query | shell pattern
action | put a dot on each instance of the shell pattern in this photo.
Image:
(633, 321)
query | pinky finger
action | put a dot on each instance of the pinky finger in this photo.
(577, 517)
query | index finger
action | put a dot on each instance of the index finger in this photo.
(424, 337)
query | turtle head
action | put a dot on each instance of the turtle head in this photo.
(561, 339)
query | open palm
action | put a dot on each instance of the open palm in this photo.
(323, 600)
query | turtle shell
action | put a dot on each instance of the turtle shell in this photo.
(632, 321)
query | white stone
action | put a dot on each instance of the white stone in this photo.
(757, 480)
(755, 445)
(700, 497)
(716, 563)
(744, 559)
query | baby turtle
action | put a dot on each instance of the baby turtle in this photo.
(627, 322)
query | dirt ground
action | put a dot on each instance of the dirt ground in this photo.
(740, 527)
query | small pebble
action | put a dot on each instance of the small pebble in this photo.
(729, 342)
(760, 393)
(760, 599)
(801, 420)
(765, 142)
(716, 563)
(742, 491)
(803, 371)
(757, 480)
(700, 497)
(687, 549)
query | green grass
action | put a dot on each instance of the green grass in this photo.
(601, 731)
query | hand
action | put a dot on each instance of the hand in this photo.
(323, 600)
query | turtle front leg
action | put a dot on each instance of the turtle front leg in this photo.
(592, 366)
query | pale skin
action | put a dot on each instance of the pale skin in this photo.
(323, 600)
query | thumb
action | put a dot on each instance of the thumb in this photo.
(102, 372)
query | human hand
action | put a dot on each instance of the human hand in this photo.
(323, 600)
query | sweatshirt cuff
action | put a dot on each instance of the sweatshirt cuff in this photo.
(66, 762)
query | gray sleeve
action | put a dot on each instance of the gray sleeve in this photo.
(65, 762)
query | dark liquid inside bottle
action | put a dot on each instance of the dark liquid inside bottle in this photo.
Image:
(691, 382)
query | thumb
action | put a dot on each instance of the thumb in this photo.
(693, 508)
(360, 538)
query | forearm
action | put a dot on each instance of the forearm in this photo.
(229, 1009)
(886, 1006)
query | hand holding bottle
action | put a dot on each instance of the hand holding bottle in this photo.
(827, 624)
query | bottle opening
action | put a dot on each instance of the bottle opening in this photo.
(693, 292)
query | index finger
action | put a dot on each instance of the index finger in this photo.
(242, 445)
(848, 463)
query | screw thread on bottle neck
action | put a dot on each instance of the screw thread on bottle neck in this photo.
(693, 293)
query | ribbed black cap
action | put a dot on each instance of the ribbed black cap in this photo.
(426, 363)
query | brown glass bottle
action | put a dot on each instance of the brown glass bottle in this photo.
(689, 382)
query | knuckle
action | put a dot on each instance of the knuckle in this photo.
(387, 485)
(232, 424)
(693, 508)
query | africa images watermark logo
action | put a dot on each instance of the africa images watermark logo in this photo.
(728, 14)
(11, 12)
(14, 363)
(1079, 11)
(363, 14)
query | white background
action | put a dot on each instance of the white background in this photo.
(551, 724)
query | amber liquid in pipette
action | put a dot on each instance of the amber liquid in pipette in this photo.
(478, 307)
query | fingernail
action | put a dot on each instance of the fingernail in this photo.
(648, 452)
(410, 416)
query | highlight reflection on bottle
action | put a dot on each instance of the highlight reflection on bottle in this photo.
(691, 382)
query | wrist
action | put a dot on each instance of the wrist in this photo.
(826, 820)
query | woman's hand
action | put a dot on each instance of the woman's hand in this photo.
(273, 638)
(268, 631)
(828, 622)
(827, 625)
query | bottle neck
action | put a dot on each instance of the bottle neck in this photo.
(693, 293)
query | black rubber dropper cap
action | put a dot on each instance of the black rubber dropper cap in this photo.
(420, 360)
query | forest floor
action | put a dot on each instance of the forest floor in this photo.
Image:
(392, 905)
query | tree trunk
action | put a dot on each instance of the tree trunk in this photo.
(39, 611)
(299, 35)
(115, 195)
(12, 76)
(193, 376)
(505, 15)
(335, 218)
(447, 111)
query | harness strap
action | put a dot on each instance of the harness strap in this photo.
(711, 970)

## CHALLENGE
Put the lines from the one with "query | tree trunk" through the end of the records into a JSON list of strings, with one string per line and blank lines omitted.

## CORRECT ANSWER
[
  "query | tree trunk",
  "action | put a dot on each instance of the tree trunk in this photo.",
  "(39, 611)",
  "(299, 35)",
  "(115, 195)",
  "(12, 76)",
  "(193, 376)",
  "(505, 15)",
  "(335, 218)",
  "(447, 111)",
  "query | harness strap",
  "action | put a dot on each instance of the harness strap in this photo.",
  "(711, 970)"
]